Los economistas saben que la clase media es el colchón de la economía porque constituye el mercado de consumidores. La producción industrial, que genera la mayoría de puestos de trabajo, está orientada a ella. Los países de Europa y Norteamérica son sociedades donde la mayor parte de la población es de clase media. Por ello, tienen economías estables con gran capacidad de consumo. La clase media, además, es la que empuja a los países y la que genera los valores y patrones de vida. Allí donde la este grupo social es sólido, la economía es pujante. Afectar, entonces, su nivel de vida, es condenar a la industria de bienes y servicios al fracaso. Eso es lo que, lamentablemente, sucedió en el Perú desde 1970. A finales del siglo XX, el país exhibía una clase media empobrecida, que debe liderar el desarrollo con sus profesionales y técnicos desempleados o subempleados.

(Registros de contornos)
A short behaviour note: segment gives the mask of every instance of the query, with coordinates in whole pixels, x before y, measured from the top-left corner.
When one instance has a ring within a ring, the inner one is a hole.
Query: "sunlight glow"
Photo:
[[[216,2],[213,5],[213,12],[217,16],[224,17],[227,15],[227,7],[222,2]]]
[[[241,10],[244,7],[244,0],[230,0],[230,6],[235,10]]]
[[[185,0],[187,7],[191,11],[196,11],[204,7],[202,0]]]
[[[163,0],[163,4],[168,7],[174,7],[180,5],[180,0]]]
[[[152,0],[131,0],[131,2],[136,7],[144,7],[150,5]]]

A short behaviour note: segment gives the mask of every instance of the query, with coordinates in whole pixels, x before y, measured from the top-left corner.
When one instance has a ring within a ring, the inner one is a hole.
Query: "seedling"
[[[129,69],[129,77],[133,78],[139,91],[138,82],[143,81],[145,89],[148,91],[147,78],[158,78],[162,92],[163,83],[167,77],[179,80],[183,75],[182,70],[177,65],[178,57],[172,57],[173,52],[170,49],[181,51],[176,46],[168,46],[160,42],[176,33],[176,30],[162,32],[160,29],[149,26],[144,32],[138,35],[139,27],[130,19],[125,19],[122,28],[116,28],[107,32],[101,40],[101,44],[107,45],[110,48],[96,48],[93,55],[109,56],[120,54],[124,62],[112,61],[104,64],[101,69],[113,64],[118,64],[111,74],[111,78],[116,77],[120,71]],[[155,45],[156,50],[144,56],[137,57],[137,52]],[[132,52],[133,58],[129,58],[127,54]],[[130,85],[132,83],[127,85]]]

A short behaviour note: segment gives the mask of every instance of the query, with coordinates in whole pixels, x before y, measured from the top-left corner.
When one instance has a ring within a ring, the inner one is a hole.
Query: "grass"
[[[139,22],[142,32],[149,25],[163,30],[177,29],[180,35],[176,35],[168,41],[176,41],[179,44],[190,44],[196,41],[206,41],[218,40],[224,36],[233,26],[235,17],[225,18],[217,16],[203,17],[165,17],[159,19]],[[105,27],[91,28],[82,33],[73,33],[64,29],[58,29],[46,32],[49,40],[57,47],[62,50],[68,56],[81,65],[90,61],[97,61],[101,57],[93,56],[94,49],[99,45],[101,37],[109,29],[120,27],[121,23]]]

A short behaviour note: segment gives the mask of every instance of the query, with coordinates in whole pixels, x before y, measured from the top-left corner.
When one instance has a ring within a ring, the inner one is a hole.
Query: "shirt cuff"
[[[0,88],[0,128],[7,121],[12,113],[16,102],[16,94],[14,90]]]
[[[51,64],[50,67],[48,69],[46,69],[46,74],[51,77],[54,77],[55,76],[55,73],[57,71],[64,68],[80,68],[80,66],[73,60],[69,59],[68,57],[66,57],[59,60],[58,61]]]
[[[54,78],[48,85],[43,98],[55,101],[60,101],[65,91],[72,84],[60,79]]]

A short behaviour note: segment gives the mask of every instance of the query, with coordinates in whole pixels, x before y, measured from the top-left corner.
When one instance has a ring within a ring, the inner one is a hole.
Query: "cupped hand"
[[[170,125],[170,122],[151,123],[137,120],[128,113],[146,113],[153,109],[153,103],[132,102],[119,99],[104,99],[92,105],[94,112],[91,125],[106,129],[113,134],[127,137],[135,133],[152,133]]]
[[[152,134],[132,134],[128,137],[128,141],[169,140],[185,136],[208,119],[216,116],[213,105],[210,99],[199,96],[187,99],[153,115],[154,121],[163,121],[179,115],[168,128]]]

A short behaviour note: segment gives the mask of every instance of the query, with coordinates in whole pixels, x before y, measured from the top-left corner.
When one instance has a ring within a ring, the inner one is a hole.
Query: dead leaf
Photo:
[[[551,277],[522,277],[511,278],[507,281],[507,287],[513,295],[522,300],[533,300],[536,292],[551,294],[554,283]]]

LO QUE SE PIDE
Responda estas preguntas sobre el texto acerca de la clase media:
1. ¿Hacia quién está orientada la producción industrial?
2. ¿Qué países se mencionan como sociedades donde la mayor parte de la población es de clase media?
3. ¿Desde qué año ocurrió en el Perú lo que el texto lamenta?

RESPUESTA DEL EJERCICIO
1. Hacia la clase media.
2. Los países de Europa y Norteamérica.
3. Desde 1970.